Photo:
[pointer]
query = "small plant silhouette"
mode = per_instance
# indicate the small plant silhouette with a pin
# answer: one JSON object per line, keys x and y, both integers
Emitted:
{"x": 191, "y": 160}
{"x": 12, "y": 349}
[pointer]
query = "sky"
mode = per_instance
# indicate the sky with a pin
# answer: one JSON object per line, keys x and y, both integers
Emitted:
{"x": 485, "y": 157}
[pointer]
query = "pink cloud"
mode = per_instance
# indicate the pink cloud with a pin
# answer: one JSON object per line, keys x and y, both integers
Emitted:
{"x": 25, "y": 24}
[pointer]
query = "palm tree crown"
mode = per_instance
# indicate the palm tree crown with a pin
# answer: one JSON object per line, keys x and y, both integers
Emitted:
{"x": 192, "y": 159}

#### [WORK REQUIRED]
The answer is to be one number: the count of lines in the entries containing the string "silhouette".

#### [WRITTEN RESPONSE]
2